● WHAT THE TASK REQUIRES
Render this sentence from the arbitration passage in Spanish: "The cases cleared out of the court system under the judicially re-tooled FAA have been disproportionately the claims of consumers, employees and small-business owners."
— Begin QUOTED PASSAGE —
I’d suggest contacting your congressional representatives and tell them you support this bill. After all, if arbitration is the good thing these companies say it is, then why do they need to add these mandatory arbitration clauses in the first place?

From American Homeowners Resource Center

In 1995, Justice Sandra Day O’Connor wrote: “over the past decade, the [Supreme] Court has abandoned all pretense of ascertaining congressional intent with respect to the Federal Arbitration Act, building instead, case by case, an edifice of its own creation.” Justice O’Connor was absolutely right.

Starting in the mid-1980s, the Supreme Court dusted off the Federal Arbitration Act (“FAA”) – an obscure procedural statute that had been the subject of only half a dozen or so Supreme Court decisions in 60 years – and transformed it into something bearing little relation to the law considered and enacted by Congress in 1925. Concerned with the workload of the federal courts, the Supreme Court discovered that the FAA could be used as an extensive docket-clearing device to move large numbers of cases out of the court system and into a system of private dispute resolution. The cases cleared out of the court system under the judicially re-tooled FAA have been disproportionately the claims of consumers, employees and small-business owners.
— End QUOTED PASSAGE —
— Begin RAW DATA —
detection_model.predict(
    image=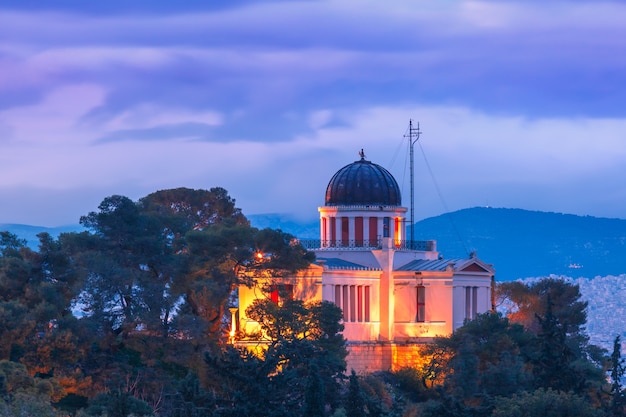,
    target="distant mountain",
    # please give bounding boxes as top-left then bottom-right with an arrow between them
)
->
0,224 -> 85,249
0,207 -> 626,281
415,207 -> 626,281
248,207 -> 626,281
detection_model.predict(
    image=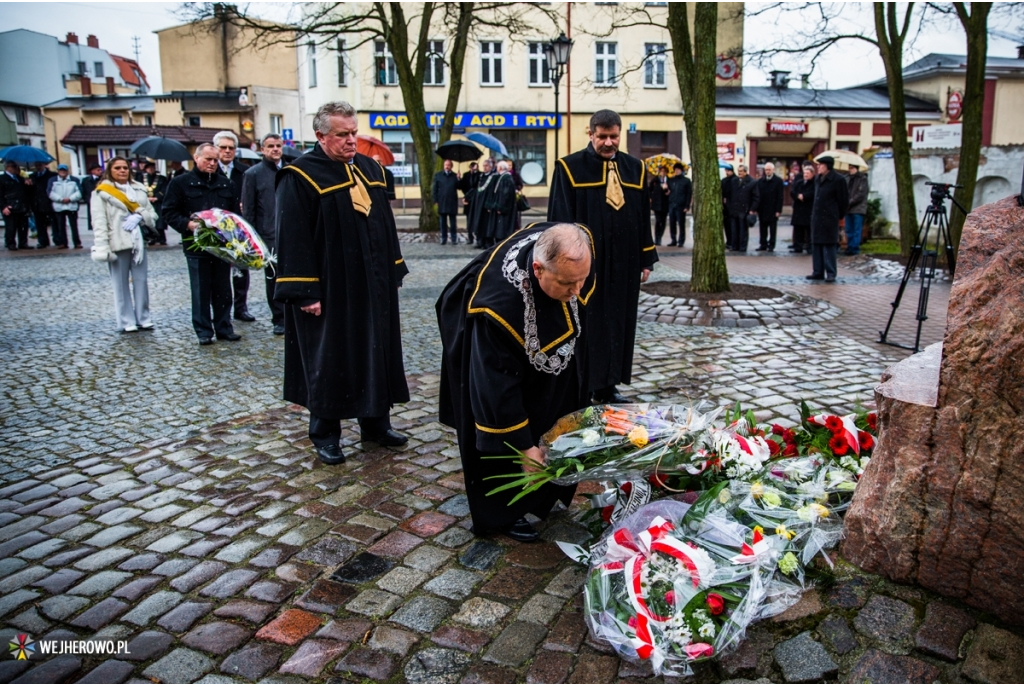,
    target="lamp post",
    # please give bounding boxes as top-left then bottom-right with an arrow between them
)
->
544,32 -> 572,160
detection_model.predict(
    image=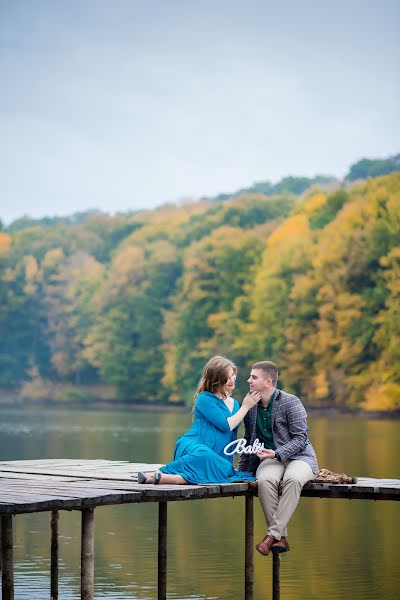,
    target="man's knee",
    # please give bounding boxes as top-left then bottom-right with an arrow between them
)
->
257,473 -> 280,489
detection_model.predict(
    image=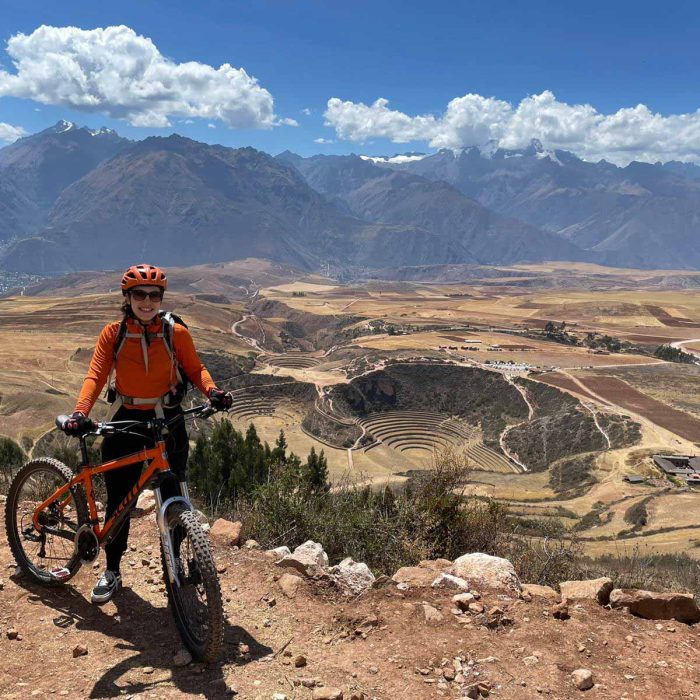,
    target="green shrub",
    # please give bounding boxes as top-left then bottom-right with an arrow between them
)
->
216,453 -> 577,583
0,436 -> 27,494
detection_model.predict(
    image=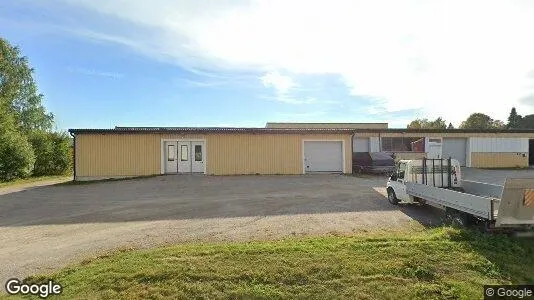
— End RAW DATA —
● SOLUTION TO THE PROBLEM
Los casos retirados del sistema judicial en virtud de la FAA, reformulada por vía judicial, han sido de manera desproporcionada las demandas de consumidores, empleados y propietarios de pequeñas empresas.